## PASSAGE TO READ
The ratio of these values (e.g. 2.33/1.65 = 1.41) measures the relative parameter magnitude needed to achieve the same power. (Thus, for a $1 %$ size test to achieve $50 %$ power, the parameter must be $41 %$ larger than for a $5 %$ size test.) Even more interesting, the square of this ratio (e.g. $1.41^{2}=2$ ) is the increase in sample size needed to achieve the same power under fixed parameters. That is, to achieve $50 %$ power, a $1 %$ size test needs twice as many observations as a $5 %$ size test. This interpretation follows by the following informal argument. By definition and (9.17) $\delta=h / \sqrt{V_{\theta}}=\sqrt{n}\left(\theta_{n}-\theta_{0}\right) / \sqrt{V_{\theta}}$. Thus holding $\theta$ and $V_{\theta}$ fixed, $\delta^{2}$ is proportional to $n$.

The analysis of a two-sided t test is similar. (9.18) implies that

\[ T=\left|\frac{\widehat{\theta}-\theta_{0}}{s(\widehat{\theta})}\right| \vec{d}|Z+\delta| \]

and thus the local power of a two-sided t test is

\[ \lim _{n \rightarrow \infty} \mathbb{P}\left[\text { Reject } \mathbb{H}_{0}\right]=\lim _{n \rightarrow \infty} \mathbb{P}[T>c]=\mathbb{P}[|Z+\delta|>c]=\Phi(\delta-c)+\Phi(-\delta-c) \]

which is monotonically increasing in $|\delta|$.

## WORK TO DO
Copy the passage on test power word for word, between "and thus the" and "increasing in $|\delta|$.", inclusive.

## DATASET SECTION

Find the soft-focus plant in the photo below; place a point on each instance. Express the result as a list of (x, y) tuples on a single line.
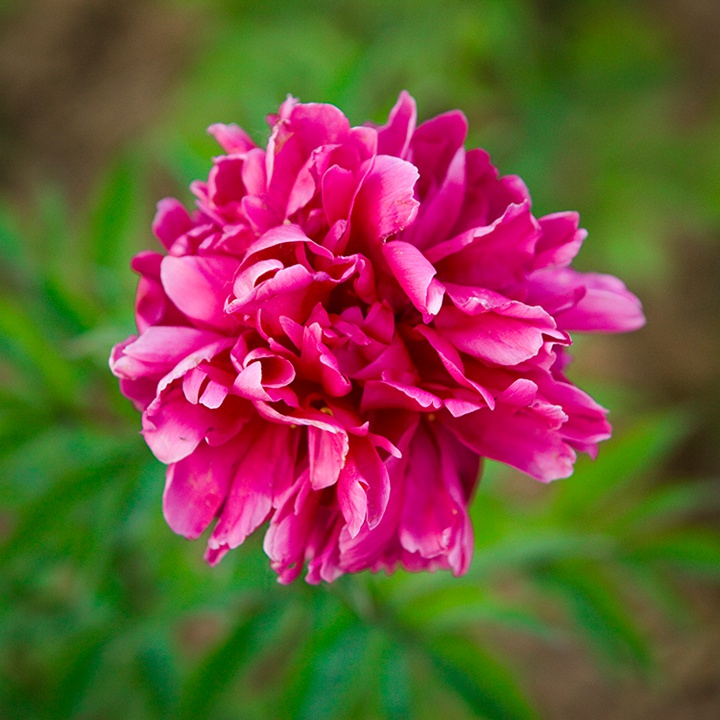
[(106, 614)]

## SOLVED PROBLEM
and thus the local power of a two-sided t test is

\[ \lim _{n \rightarrow \infty} \mathbb{P}\left[\text { Reject } \mathbb{H}_{0}\right]=\lim _{n \rightarrow \infty} \mathbb{P}[T>c]=\mathbb{P}[|Z+\delta|>c]=\Phi(\delta-c)+\Phi(-\delta-c) \]

which is monotonically increasing in $|\delta|$.